Problem to solve:
Repeat every line of the material below exactly.
#### Study material ####
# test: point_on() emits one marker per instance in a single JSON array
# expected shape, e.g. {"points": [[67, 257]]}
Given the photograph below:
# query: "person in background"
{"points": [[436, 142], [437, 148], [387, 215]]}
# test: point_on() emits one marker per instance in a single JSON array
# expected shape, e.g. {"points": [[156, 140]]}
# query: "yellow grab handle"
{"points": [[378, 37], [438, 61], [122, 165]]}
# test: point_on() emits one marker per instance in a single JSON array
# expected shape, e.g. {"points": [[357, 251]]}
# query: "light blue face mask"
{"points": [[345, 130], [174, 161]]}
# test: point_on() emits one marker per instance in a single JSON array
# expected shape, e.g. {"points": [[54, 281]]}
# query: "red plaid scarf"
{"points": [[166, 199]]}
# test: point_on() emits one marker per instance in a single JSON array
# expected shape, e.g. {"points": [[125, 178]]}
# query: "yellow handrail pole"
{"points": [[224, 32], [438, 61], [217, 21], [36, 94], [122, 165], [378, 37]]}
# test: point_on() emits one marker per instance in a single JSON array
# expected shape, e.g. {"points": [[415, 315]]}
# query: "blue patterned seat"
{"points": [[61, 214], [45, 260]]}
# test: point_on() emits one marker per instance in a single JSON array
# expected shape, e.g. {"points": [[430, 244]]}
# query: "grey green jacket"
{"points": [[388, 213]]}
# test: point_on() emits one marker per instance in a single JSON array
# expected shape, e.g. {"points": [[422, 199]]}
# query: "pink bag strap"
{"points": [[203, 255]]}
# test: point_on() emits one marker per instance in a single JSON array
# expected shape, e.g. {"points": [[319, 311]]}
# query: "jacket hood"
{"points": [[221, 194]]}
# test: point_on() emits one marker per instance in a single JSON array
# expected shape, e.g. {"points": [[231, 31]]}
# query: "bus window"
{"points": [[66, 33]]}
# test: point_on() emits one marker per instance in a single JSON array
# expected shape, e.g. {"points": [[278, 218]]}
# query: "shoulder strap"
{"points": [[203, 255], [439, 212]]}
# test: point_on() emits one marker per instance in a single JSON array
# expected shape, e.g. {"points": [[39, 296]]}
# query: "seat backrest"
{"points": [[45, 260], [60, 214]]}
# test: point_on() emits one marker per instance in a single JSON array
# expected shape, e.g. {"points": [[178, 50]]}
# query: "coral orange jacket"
####
Result below:
# test: point_on() emits one marker per instance in a single JSON array
# expected shape, e.g. {"points": [[67, 257]]}
Given the photograph below:
# query: "person in background"
{"points": [[436, 142], [437, 148], [387, 215]]}
# test: point_on() emits one marker per instance in a single JSON array
# expected shape, e.g. {"points": [[156, 140]]}
# query: "yellow grab handle"
{"points": [[378, 37], [438, 61], [122, 165]]}
# test: point_on() emits one marker per instance in a single JSON array
# expected shape, e.g. {"points": [[357, 251]]}
# query: "light blue face mask"
{"points": [[345, 130], [174, 161]]}
# test: point_on() emits one marker per instance in a single JSON array
# expected shape, e.g. {"points": [[54, 281]]}
# query: "red plaid scarf"
{"points": [[166, 199]]}
# test: point_on() emits one marker per instance in a single JSON array
# expected shape, e.g. {"points": [[125, 178]]}
# query: "yellow handrail pole"
{"points": [[224, 32], [438, 61], [217, 21], [36, 94], [122, 165], [378, 37]]}
# test: point_on() emits one marker per instance in a single JSON array
# expected shape, e.g. {"points": [[415, 315]]}
# query: "blue patterned seat"
{"points": [[61, 214], [45, 260]]}
# test: point_on() emits one marker per instance in a single JSON array
# expected shape, e.g. {"points": [[430, 244]]}
# query: "grey green jacket"
{"points": [[388, 213]]}
# test: point_on() emits one marker per instance in a single JSON array
# expected shape, e.g. {"points": [[422, 199]]}
# query: "pink bag strap"
{"points": [[203, 255]]}
# test: point_on() emits one marker per instance in a single JSON array
# expected shape, e.g. {"points": [[319, 311]]}
# query: "jacket hood"
{"points": [[221, 194]]}
# test: point_on() emits one marker per instance in a single JSON array
# expected shape, e.g. {"points": [[231, 31]]}
# query: "bus window"
{"points": [[66, 33]]}
# test: point_on() emits one marker per instance in a single JSON array
# expected shape, e.g. {"points": [[278, 218]]}
# query: "shoulder strap"
{"points": [[203, 255], [439, 212]]}
# test: point_on() emits one marker per instance in a single JSON array
# expected shape, e.g. {"points": [[39, 296]]}
# query: "seat backrest"
{"points": [[45, 260], [60, 214]]}
# test: point_on() emits one marker per instance in a single JSON array
# expected shape, e.g. {"points": [[178, 50]]}
# query: "coral orange jacket"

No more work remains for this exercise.